PROVIDED PASSAGE —
########################################

Delft supports Zambia’s Journey to Better Health
With an estimated 60,000 people diagnosed with TB, Zambia is a high-burden TB country with more than 9000 potentially missing persons with TB. Among those diagnosed are more than 8000 children, the future of their nation.
Ahead of the curve, Zambia has been a pioneer in the use of digital X-rays. They are also one of the earliest users of computer-aided detection for tuberculosis software, CAD4TB. Delft Imaging has been fortunate to have been a part of their battle against the disease.
Delft Imaging first lent a hand to ease Zambia’s TB burden in 2009. Later, in 2011, we installed the first version of CAD4TB there. Over the years, various non-profits like Zambart and CIDRZ utilised Delft Imaging’s Mobile Clinics to boost their screening efforts in Zambia.
In 2018, under the ChallengeTB project, we provided EasyDR, a multi-functional digital X-ray system, and CAD4TB software to FHI360, another non-profit organisation. With KNCV as a prime partner and host of the project management unit, the project was proven to be successful. The number of DR-TB treatment sites in Zambia was subsequently increased from 2 to 30 by 2019.
Soon after, in 2019, we helped assist PATH, a trusted non-profit, in their TB case-finding mission. Delft’s OneStopTB Mobile Clinic was deployed to screen 30 TB hotspots across Copperbelt, Zambia’s highest TB burden province. After introducing the Mobile Clinic, the TB notifications in the province increased by 49%.

########################################

WORK INSTRUCTIONS — Rewrite the stretch of the Zambia TB text from "Ahead of the" through "against the disease.", replacing "pioneer" with "trailblazer".

ENTRIES SUPPLIED —
########################################

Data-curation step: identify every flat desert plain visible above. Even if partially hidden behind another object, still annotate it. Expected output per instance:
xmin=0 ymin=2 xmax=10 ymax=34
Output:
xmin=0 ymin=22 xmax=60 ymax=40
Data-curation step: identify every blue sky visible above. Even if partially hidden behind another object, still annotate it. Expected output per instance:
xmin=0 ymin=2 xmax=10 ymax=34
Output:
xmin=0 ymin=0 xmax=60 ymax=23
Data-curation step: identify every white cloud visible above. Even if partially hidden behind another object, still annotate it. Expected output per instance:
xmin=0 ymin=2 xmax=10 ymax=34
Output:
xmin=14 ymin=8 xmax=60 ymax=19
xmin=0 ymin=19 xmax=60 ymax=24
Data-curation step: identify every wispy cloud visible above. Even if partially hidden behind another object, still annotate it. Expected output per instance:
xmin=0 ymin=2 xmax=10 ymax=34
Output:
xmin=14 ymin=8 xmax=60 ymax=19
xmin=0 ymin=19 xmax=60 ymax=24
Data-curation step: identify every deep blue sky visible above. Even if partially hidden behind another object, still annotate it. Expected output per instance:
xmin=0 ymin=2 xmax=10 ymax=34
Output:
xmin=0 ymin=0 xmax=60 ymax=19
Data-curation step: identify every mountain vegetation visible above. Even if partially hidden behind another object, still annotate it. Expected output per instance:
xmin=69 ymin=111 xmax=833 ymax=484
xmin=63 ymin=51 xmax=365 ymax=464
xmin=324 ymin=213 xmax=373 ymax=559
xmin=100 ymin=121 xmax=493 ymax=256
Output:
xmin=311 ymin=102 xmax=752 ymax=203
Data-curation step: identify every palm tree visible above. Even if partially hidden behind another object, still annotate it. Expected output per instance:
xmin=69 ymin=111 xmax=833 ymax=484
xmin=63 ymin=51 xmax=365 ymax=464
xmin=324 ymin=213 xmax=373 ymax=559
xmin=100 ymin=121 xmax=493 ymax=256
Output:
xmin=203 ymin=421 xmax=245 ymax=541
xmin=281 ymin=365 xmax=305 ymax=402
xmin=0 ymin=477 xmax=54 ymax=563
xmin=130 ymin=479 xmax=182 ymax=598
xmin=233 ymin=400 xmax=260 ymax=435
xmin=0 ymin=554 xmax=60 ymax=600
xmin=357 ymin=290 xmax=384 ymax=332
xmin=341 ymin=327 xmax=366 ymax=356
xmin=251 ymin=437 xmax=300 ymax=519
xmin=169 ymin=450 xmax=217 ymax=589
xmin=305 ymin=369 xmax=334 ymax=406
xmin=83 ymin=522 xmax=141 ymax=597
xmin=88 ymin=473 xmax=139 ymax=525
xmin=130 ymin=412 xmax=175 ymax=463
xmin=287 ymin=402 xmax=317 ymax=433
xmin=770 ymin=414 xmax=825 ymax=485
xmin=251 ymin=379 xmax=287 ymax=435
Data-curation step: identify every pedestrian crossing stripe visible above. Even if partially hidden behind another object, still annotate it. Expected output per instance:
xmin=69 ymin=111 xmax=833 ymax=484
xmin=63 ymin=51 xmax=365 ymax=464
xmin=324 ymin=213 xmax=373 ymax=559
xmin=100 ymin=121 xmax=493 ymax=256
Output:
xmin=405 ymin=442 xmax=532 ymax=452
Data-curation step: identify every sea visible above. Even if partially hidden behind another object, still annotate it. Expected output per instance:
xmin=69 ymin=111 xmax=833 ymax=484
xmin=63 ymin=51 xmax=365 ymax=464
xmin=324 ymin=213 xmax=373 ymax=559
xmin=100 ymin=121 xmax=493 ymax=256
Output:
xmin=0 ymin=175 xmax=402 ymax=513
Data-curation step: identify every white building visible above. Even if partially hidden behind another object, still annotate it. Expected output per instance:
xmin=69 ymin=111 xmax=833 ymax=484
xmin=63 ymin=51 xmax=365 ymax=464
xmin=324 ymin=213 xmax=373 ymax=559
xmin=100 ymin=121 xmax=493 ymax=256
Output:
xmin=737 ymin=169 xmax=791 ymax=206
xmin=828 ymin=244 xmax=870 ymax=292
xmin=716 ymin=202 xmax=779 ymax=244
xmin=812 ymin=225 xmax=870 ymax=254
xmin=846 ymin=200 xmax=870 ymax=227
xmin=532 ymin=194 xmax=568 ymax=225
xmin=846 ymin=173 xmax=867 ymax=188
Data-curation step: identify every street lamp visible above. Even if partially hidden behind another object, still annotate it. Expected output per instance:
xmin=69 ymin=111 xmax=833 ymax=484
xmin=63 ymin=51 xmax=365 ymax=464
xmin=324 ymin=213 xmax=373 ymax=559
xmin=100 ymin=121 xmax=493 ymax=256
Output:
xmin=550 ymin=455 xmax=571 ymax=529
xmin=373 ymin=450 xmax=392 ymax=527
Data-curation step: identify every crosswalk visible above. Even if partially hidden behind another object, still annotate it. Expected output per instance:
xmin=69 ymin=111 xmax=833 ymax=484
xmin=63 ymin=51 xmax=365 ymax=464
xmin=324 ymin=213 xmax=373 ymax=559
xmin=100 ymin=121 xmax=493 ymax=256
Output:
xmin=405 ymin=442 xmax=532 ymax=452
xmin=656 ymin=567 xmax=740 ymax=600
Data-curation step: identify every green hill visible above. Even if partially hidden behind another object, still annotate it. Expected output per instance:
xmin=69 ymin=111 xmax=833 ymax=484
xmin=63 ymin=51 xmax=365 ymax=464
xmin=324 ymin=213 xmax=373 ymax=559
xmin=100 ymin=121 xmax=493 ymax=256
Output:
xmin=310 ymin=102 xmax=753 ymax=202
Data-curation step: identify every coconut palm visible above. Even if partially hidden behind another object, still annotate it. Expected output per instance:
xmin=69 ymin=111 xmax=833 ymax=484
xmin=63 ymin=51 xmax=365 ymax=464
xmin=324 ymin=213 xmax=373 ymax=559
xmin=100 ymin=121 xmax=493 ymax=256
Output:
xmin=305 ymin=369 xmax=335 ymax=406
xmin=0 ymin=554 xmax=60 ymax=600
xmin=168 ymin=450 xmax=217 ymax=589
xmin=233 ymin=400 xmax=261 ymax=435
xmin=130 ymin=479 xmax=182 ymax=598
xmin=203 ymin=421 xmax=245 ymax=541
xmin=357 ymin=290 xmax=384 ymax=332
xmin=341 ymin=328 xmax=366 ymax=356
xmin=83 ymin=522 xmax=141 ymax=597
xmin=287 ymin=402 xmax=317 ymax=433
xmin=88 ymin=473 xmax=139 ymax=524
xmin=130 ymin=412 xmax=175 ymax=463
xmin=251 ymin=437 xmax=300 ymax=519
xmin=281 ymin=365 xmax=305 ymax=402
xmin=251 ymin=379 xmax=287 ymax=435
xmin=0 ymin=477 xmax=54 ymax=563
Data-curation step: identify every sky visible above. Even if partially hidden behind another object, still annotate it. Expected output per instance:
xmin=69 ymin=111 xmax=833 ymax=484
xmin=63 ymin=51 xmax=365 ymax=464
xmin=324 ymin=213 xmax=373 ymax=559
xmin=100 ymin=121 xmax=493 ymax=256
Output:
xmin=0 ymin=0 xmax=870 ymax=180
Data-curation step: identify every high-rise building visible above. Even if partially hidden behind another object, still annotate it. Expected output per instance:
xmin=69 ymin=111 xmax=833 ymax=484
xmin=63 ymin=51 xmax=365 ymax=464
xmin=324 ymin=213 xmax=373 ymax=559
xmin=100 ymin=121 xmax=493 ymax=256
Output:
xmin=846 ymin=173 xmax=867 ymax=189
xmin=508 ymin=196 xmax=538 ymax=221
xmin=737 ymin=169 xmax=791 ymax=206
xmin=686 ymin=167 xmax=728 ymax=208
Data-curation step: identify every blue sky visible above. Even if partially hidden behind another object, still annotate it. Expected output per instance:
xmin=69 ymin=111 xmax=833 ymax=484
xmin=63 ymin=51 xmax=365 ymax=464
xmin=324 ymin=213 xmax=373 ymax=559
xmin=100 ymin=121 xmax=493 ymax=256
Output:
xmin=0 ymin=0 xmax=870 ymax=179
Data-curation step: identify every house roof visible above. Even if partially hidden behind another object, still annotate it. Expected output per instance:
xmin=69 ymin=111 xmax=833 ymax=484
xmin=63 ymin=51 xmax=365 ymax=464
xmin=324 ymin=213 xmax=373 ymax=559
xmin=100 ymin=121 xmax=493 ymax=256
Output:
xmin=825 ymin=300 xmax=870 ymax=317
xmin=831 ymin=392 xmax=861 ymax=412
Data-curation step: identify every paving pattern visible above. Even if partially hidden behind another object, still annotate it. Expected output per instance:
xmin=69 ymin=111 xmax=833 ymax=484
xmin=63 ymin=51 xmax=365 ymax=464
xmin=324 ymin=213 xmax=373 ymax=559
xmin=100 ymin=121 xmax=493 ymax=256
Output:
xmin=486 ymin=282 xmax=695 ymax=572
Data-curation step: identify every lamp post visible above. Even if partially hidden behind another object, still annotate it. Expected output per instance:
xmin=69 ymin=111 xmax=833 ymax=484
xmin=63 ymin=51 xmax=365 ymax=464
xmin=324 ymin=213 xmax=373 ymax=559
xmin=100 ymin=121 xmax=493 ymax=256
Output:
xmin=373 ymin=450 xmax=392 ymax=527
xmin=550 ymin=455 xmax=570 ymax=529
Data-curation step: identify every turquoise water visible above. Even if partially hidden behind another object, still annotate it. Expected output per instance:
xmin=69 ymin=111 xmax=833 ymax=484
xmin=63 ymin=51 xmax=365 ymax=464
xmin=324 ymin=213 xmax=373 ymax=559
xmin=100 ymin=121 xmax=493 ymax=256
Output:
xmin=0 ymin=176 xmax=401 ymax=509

########################################

YOUR SOLUTION —
Ahead of the curve, Zambia has been a trailblazer in the use of digital X-rays. They are also one of the earliest users of computer-aided detection for tuberculosis software, CAD4TB. Delft Imaging has been fortunate to have been a part of their battle against the disease.